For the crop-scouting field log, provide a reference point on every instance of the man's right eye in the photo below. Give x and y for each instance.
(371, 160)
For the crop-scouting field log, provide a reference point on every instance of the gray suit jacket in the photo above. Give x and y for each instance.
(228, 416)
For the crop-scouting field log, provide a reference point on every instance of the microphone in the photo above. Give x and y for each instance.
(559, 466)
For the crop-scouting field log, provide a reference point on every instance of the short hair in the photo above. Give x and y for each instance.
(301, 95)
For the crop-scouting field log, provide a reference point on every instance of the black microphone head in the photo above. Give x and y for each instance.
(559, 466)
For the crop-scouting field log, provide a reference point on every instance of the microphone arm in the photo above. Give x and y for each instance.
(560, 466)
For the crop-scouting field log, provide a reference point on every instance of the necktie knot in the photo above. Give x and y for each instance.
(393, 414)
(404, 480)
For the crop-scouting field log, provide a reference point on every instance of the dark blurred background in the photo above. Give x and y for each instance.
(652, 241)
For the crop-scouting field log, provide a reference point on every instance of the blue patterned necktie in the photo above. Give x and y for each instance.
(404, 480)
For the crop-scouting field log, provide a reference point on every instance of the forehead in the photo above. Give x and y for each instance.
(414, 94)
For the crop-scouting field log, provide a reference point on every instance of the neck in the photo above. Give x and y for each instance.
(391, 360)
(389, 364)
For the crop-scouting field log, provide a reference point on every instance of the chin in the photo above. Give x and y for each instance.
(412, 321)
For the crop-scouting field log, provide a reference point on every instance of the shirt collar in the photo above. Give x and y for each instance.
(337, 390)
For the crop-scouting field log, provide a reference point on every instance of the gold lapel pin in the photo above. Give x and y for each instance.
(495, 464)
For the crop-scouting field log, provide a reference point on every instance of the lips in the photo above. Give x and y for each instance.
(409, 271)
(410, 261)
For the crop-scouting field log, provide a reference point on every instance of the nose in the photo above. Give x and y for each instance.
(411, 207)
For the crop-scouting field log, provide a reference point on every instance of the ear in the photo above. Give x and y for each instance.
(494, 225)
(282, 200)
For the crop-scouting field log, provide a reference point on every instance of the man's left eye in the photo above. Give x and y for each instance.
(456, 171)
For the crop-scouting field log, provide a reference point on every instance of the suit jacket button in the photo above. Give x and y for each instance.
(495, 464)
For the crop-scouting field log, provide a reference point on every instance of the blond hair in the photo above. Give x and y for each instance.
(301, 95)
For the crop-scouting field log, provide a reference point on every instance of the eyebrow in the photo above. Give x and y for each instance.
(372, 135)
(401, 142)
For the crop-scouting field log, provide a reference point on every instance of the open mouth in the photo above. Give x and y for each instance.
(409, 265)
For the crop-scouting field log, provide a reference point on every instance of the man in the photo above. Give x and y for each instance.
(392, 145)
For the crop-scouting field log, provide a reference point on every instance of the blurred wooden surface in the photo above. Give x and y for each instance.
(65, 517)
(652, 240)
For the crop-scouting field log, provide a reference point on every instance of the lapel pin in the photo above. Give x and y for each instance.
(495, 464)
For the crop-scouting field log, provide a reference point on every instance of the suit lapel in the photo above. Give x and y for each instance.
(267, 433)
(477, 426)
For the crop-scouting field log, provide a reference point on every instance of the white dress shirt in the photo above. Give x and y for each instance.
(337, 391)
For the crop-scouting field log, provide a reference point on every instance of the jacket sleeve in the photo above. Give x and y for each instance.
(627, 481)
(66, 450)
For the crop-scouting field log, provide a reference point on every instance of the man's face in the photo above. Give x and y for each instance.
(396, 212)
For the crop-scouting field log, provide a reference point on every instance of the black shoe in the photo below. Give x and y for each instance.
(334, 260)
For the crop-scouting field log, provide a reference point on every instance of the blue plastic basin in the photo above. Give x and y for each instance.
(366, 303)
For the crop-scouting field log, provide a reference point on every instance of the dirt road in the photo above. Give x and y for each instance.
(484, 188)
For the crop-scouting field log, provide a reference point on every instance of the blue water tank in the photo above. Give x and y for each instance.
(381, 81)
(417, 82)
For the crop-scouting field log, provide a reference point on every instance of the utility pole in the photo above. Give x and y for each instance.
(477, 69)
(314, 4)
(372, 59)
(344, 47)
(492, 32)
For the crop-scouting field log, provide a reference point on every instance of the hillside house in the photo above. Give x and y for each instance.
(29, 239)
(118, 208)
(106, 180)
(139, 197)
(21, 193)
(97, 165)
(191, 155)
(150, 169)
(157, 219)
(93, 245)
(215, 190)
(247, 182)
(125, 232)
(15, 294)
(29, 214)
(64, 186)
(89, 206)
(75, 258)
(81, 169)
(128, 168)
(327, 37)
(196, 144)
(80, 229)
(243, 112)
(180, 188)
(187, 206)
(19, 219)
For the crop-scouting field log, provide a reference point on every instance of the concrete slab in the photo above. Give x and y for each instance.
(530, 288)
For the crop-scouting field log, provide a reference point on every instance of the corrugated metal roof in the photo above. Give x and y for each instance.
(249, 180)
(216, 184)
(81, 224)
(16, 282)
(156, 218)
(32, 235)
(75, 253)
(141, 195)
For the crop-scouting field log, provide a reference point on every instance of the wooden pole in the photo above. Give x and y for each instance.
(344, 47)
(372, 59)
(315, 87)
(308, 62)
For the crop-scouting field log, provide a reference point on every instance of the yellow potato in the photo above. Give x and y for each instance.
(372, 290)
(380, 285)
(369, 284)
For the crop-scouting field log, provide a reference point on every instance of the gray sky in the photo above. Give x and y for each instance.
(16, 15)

+++

» TASK BRIEF:
Restate the entries above, keeping every word intact.

» REPLY TO THE EXERCISE:
For the crop-scouting field log, provide a reference point on every instance of the man's right eye in the photo below. Give x and y for each instance.
(371, 160)
For the crop-scouting field log, provide a reference point on every instance of the gray suit jacket in the photo above. Give x and y for each instance.
(228, 416)
For the crop-scouting field log, provide a reference point on every instance of the microphone in the photo above. Give x and y for each instance.
(559, 466)
For the crop-scouting field log, provide a reference point on every instance of the short hair in the photo above. Give x and y for each instance.
(301, 95)
For the crop-scouting field log, provide a reference point on every instance of the black microphone head in the photo above. Give x and y for each instance.
(559, 466)
For the crop-scouting field log, provide a reference point on every instance of the microphone arm in the photo above. Give x and y for each instance.
(560, 466)
For the crop-scouting field log, provide a reference point on every instance of the necktie knot in the photo above. Give x and y for each instance.
(393, 414)
(404, 480)
For the crop-scouting field log, provide a reference point on every instance of the dark blurred background in the photo above. Give x and y for each instance.
(652, 241)
For the crop-scouting field log, provide a reference point on every instance of the blue patterned necktie in the photo above. Give x and y for each instance.
(404, 480)
For the crop-scouting field log, provide a reference point on every instance of the forehead in the photo above. Give x and y for each instance.
(414, 94)
For the crop-scouting field log, provide a reference point on every instance of the neck in the photo above. Give x and y for each instance.
(391, 360)
(389, 364)
For the crop-scouting field log, provide a reference point on every instance of the chin in the photo above. Give x and y for each instance.
(412, 321)
For the crop-scouting field log, provide a reference point on every instance of the shirt collar in the photo above. Give x and y for each instance.
(337, 390)
For the crop-scouting field log, provide a reference point on every instance of the gold lapel pin in the photo above. Give x and y for each instance.
(495, 464)
For the crop-scouting field log, provide a reference point on every instance of the lips in the photo above. Give x and y for each instance.
(409, 271)
(410, 261)
For the crop-scouting field log, provide a reference point on every instance of the nose in the photo above. Give x and y for each instance.
(411, 207)
For the crop-scouting field log, provide a reference point on every instance of the ear in the photo above. Give x and y for each instance.
(494, 225)
(282, 200)
For the crop-scouting field log, provide a reference point on every instance of the man's left eye in the photo above. Give x and y for each instance.
(456, 171)
For the crop-scouting field log, provide a reference point on every instance of the suit jacket button in the photo above. Give x and y for each instance.
(495, 464)
For the crop-scouting field log, provide a reference point on every instance of the blond hair in the photo above. Give x and y for each instance.
(301, 95)
For the crop-scouting field log, provide a reference point on every instance of the eyebrow in the photo above. Give x and y for each instance.
(372, 135)
(401, 142)
For the crop-scouting field log, provide a reference point on every instance of the open mouth in the photo above. Give x and y for each instance.
(409, 265)
For the crop-scouting field log, provide a reference point on every instance of the man in the photo above. Give x and y for each instance.
(392, 145)
For the crop-scouting field log, provide a reference point on every instance of the blurred wooden surface in the photo above. Give x and y for each instance.
(65, 517)
(652, 240)
For the crop-scouting field log, provide a reference point on every instance of the lapel pin in the photo above. Give x and y for each instance.
(495, 464)
For the crop-scouting field log, provide a reference point on every instance of the suit lapel in the photo above. Give x and y for each instance.
(267, 433)
(477, 426)
For the crop-scouting field log, provide a reference point on every instance of the white dress shirt in the photo above. Give x and y for each instance.
(337, 391)
For the crop-scouting field log, provide a reference point on every instance of the jacket sleeve in the photo above. Give x and y for each instance.
(627, 481)
(66, 450)
For the crop-scouting field log, provide a reference point on every instance of the man's face in the photo above. Give x and y for each instance.
(396, 212)
For the crop-scouting field log, provide a reference point on every instance of the black shoe in the photo below. Give x and y for each instance.
(334, 260)
For the crop-scouting field log, provide a reference point on every instance of the blue plastic basin in the photo above. Give x and y for each instance.
(366, 303)
For the crop-scouting field log, provide a reference point on every instance of the dirt road in the photo above. Give x and y for each instance.
(484, 188)
For the crop-scouting field log, provide a reference point on every instance of the blue water tank in the photo above. Give x and y for each instance.
(381, 81)
(417, 82)
For the crop-scouting field log, provide a reference point on every instance of the utility pole in the photo above. Give x and y for each instance.
(477, 69)
(314, 4)
(372, 59)
(344, 47)
(492, 32)
For the crop-scouting field log, provide a reference point on every instance of the hillside house in the photo above. Give x and y for each instance.
(29, 239)
(118, 208)
(106, 180)
(139, 197)
(21, 193)
(97, 165)
(191, 155)
(150, 169)
(157, 219)
(93, 245)
(215, 190)
(247, 182)
(125, 232)
(15, 294)
(29, 214)
(64, 186)
(89, 206)
(75, 258)
(81, 169)
(128, 168)
(327, 37)
(196, 144)
(80, 229)
(243, 112)
(180, 188)
(187, 206)
(19, 219)
For the crop-scouting field log, provide a reference point on every instance of the concrete slab in the photo above. Give x and y for each instance.
(530, 288)
For the crop-scouting field log, provide a reference point on every instance of the corrugated metal roof in the photo above. Give x and y for each instance.
(249, 180)
(216, 184)
(81, 224)
(16, 282)
(156, 218)
(32, 235)
(75, 253)
(141, 195)
For the crop-scouting field log, provide a reference point on every instance of the wooden pole in the photo above. Give x and y for each instance.
(344, 47)
(372, 59)
(315, 87)
(308, 62)
For the crop-scouting field log, provide a reference point on every instance of the yellow potato in the photo above. Give x and y for each instance.
(372, 290)
(380, 285)
(369, 284)
For the crop-scouting field log, provide a reference point on every instance of the gray sky in the photo above. Give x and y for each instance.
(16, 15)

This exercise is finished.